» **What needs to be done**
Each record must be printed again exactly as it appears.

::: Source information :::

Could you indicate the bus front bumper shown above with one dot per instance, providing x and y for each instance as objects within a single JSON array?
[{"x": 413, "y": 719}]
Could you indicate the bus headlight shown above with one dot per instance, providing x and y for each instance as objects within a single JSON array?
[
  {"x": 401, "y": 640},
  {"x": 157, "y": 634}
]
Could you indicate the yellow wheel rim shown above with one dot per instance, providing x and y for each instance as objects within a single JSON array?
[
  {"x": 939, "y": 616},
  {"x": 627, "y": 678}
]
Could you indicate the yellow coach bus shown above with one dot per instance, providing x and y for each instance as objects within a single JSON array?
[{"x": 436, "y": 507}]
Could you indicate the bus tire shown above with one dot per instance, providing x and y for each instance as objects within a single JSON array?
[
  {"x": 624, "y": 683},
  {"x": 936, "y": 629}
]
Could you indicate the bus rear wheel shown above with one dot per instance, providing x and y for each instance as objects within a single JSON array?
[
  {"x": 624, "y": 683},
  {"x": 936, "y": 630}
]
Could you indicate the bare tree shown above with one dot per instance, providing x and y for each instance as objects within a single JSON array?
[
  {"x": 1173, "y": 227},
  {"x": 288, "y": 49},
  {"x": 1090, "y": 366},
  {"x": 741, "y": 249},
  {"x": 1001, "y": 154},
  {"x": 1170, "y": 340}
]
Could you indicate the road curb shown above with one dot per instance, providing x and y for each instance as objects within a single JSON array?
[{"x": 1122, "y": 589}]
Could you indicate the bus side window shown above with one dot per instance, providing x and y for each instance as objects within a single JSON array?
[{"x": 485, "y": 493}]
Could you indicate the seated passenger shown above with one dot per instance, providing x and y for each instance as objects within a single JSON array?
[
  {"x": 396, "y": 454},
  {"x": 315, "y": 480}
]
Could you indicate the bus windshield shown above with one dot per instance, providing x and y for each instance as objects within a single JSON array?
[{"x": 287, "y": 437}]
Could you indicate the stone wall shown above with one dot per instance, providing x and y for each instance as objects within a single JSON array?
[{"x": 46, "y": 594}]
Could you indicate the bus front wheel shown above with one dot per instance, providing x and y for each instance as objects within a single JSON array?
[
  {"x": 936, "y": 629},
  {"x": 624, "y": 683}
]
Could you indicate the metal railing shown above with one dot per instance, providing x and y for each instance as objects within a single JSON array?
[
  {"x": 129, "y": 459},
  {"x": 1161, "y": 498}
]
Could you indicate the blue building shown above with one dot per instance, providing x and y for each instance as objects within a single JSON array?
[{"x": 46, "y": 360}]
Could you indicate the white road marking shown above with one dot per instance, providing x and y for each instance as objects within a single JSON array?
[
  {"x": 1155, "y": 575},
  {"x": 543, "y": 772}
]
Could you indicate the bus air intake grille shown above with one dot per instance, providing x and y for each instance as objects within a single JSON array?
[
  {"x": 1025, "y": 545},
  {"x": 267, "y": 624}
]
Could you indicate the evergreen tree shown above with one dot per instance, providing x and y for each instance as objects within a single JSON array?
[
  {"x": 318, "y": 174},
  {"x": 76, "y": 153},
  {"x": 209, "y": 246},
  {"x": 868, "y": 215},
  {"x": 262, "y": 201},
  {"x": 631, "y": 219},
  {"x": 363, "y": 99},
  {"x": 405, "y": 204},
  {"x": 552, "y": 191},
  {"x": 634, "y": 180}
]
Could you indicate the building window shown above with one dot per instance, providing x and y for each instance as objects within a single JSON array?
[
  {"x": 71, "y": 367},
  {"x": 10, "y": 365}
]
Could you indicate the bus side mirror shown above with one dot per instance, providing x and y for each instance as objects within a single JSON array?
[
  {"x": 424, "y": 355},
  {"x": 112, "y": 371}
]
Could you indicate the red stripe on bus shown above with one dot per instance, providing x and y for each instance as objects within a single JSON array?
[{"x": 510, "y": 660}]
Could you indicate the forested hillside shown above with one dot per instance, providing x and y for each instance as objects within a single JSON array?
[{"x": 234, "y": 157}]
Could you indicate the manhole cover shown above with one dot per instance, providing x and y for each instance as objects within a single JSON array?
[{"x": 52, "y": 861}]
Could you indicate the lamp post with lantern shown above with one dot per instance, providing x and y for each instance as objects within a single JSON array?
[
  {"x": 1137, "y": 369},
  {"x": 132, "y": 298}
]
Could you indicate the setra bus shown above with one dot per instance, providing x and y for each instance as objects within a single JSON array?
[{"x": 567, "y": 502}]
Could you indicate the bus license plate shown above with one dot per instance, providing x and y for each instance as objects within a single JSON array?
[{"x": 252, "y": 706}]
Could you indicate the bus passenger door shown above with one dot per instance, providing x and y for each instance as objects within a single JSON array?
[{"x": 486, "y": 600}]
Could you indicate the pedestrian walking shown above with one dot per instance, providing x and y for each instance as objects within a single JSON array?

:::

» **Task output**
Could you indicate the bus front bumper shown above with one dot per instance, providing x and y for each instance as objects within a single JSON array?
[{"x": 413, "y": 719}]
Could you indicate the bus headlight shown above with one dot per instance, providing x and y for each instance as objects within a single JSON array?
[
  {"x": 401, "y": 640},
  {"x": 157, "y": 634}
]
Could you indicate the yellow wheel rim shown above with one dot per instance, providing x and y for each instance as objects within a single JSON array?
[
  {"x": 939, "y": 616},
  {"x": 627, "y": 678}
]
Could you indicate the yellow coach bus shown above with one dot per instance, providing x and y for each instance as objects within a single JSON array?
[{"x": 436, "y": 507}]
Could you indicate the bus tire shown above with one dot per instance, providing x and y for each instance as objects within a single JSON array?
[
  {"x": 624, "y": 683},
  {"x": 936, "y": 629}
]
Could you indicate the bus rear wheel shown above with one dot per instance, providing x and y for each instance as objects within a single JSON array?
[
  {"x": 624, "y": 683},
  {"x": 936, "y": 630}
]
Could you indicate the bare tree shown above with one dot per instance, providing x and y for each instance as objects within a single JSON array?
[
  {"x": 1173, "y": 227},
  {"x": 288, "y": 49},
  {"x": 1090, "y": 366},
  {"x": 741, "y": 249},
  {"x": 1001, "y": 154},
  {"x": 1170, "y": 340}
]
Could you indicate the road curb shown above with one dot per instance, providing x and y for each instance as objects within a single JSON array?
[{"x": 1122, "y": 589}]
Could you indicate the bus side window shown above with one dot per instance, providing x and y for each instance as objects within a single JSON array?
[{"x": 485, "y": 493}]
Could you indicate the seated passenger shown above with one dot per instance, providing x and y for each instance as objects within a single JSON array?
[
  {"x": 396, "y": 454},
  {"x": 315, "y": 480}
]
Could you indicate the bus windshield shown above with one dot per instance, providing x and y for each instance as objects within a single JSON array?
[{"x": 287, "y": 437}]
Could you indicate the stone wall shown above with one dot per instance, providing x and y for each instance as objects within a single JSON array?
[{"x": 46, "y": 594}]
Could you indicate the bus front wheel shown above with one dot per instance, providing x and y for each instance as objects within a single JSON array?
[
  {"x": 936, "y": 629},
  {"x": 624, "y": 683}
]
Could you indicate the metal railing shown above with one dot per instance, providing x and y for each instance as objects within a single JSON array?
[
  {"x": 129, "y": 459},
  {"x": 1161, "y": 498}
]
Could you indicate the blue building shown above with one dot per instance, providing x and y for each instance as objects within a single JSON array?
[{"x": 46, "y": 360}]
Could you indicate the white road marking shown above with one dot per instance, providing x and y for each instance as objects within a single JSON array?
[
  {"x": 1155, "y": 575},
  {"x": 543, "y": 772}
]
Could you indicate the bus air intake grille shown above with one dot per instance, providing x and y for each instance as objects within a single JSON array?
[
  {"x": 1025, "y": 545},
  {"x": 267, "y": 624}
]
Could you indicate the evergreen tree shown above with one dot per instance, providing x and y for each instance as objects within a single JSON array?
[
  {"x": 318, "y": 174},
  {"x": 76, "y": 153},
  {"x": 209, "y": 246},
  {"x": 868, "y": 215},
  {"x": 262, "y": 201},
  {"x": 631, "y": 219},
  {"x": 363, "y": 99},
  {"x": 405, "y": 204},
  {"x": 552, "y": 191},
  {"x": 634, "y": 180}
]
Could you indicate the building window shown above with one dot per instance, providing x and y for each instance as objects within a single JSON array?
[
  {"x": 71, "y": 367},
  {"x": 10, "y": 365}
]
Could you indicate the bus side mirror shown above with one dot per instance, providing x and y for each instance as objects within a single JSON array?
[
  {"x": 424, "y": 355},
  {"x": 112, "y": 371}
]
Could you indicate the red stripe on bus shown above with one dot per instance, providing x and y for each instance as objects within a single JSON array?
[{"x": 510, "y": 660}]
Could you indicate the forested hillside shown above with one dot per instance, providing x and y for each instance as objects within a single JSON array?
[{"x": 234, "y": 157}]
Could you indicate the manhole cover shown above with one dot per instance, providing x and y for each instance as objects within a single JSON array?
[{"x": 52, "y": 861}]
Could you indicate the lamp post with lantern shown above with one dot per instance, providing x and y for each instance as objects within a single JSON array?
[
  {"x": 1137, "y": 369},
  {"x": 132, "y": 298}
]
Could you indicate the setra bus shown above with one dot per instance, providing x and y for each instance as objects within a single JSON array?
[{"x": 567, "y": 502}]
Could you indicate the bus license plate shown above with one dot per instance, providing x and y for each instance as objects within a single JSON array?
[{"x": 252, "y": 706}]
Could you indicate the bus passenger door shown above with one dot per instance, providing x and y for each instance as objects within a single JSON array?
[{"x": 486, "y": 600}]
Could you indicate the pedestrian walking shown above with one dot per instance, providing x and y for each instance as objects within a single JSON array?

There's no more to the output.